**TASK REQUIREMENTS**
Repeat what the lines below say, word for word, and skip every image.

**STORED DATA**
# # # # #

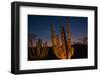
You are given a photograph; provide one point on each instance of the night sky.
(40, 25)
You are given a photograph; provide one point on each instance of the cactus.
(40, 52)
(64, 51)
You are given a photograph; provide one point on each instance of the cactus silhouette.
(40, 51)
(64, 51)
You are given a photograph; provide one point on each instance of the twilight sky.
(40, 25)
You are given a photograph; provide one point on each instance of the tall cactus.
(64, 51)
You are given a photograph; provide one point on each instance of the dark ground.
(80, 51)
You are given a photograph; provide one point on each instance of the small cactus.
(40, 52)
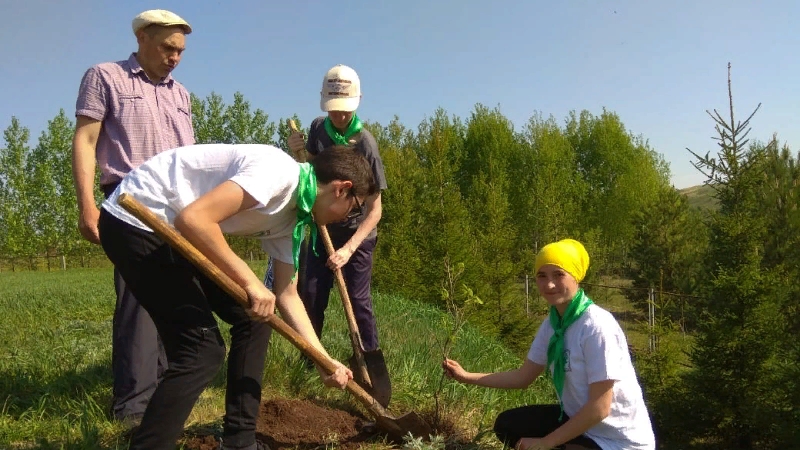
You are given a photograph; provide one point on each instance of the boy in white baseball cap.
(356, 237)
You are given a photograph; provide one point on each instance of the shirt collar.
(137, 69)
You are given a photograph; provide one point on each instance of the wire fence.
(662, 306)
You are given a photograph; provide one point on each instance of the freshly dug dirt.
(300, 424)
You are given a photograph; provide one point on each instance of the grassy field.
(55, 379)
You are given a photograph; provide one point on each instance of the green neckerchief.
(556, 346)
(343, 139)
(306, 195)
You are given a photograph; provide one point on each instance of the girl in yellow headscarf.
(583, 347)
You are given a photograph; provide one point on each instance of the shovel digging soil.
(394, 427)
(369, 368)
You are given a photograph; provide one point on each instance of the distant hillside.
(700, 196)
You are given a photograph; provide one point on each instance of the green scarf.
(555, 348)
(343, 139)
(306, 195)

# # # # #

**RESULT FOR THIS TASK**
You are given a photograph; provide one point on each instance of the night sky.
(40, 25)
You are given a photograph; provide one point on each instance of the cactus.
(40, 52)
(64, 51)
You are given a photograph; provide one point on each instance of the cactus silhouette.
(40, 51)
(64, 51)
You are given a photograph; provide one point on each instance of the twilight sky.
(40, 25)
You are given a photograph; provide one point on each instance of the tall cactus.
(64, 51)
You are given a photograph; provide one point on each instance of the dark ground.
(80, 51)
You are given a photograph; provide one point on each instance of the small cactus.
(40, 52)
You are given a photograph; provide one point on each instance of the boy in white baseball cap.
(356, 237)
You are given a photograph; provide one point on each instance of the shirt collar.
(137, 69)
You are given a photograph; provide one point on each instance of the wire fence.
(662, 306)
You are given a photograph; provide one point on each instance of the freshly dug dirt.
(300, 424)
You are given a photograph; provide one point on each instance of the grassy field.
(55, 379)
You are given a photograph; provide one point on each instance of the green neckerchief.
(556, 346)
(343, 139)
(306, 195)
You are given a photograph; provide one point on each instance of the girl in yellow headscarf.
(583, 347)
You are given a photograph; provide one point on each instance of the shovel digging soil.
(394, 427)
(369, 368)
You are given a photograph; provide one point on each instance of the distant hillside.
(700, 196)
You are given a photograph; provide one point on each instance of the green scarf.
(555, 348)
(343, 139)
(306, 195)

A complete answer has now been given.